[Listed entries]
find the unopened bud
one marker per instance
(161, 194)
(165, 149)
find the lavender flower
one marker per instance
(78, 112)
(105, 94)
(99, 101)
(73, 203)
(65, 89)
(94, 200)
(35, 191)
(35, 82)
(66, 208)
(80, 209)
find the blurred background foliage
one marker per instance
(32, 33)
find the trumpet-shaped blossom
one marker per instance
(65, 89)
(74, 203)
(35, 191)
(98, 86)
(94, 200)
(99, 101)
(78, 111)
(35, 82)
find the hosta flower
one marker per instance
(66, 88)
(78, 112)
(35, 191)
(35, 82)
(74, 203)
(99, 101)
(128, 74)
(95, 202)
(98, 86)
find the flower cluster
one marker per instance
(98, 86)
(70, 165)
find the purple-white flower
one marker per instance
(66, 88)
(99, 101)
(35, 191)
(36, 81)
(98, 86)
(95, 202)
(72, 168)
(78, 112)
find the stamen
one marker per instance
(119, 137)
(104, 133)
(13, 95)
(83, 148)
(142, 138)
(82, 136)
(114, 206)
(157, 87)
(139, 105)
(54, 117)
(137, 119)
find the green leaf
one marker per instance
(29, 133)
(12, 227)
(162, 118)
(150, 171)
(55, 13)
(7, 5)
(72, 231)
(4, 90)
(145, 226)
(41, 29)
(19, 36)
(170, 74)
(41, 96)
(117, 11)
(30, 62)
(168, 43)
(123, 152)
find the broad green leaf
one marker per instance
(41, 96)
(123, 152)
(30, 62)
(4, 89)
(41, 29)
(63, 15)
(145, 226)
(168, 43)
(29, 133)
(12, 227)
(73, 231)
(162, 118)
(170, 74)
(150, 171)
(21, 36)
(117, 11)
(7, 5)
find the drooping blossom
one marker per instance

[Task statement] Can you turn the stretch of the material above, from the line containing "find the broad green leaf" through its final line, into a numbered list with any blank lines dropped?

[Written solution]
1. find the broad green leaf
2. one marker per instance
3. (41, 96)
4. (123, 152)
5. (30, 62)
6. (4, 89)
7. (41, 29)
8. (63, 15)
9. (145, 226)
10. (168, 43)
11. (29, 133)
12. (12, 227)
13. (73, 231)
14. (162, 118)
15. (170, 74)
16. (150, 171)
17. (21, 36)
18. (117, 11)
19. (7, 5)
20. find the drooping blossom
21. one marker per instance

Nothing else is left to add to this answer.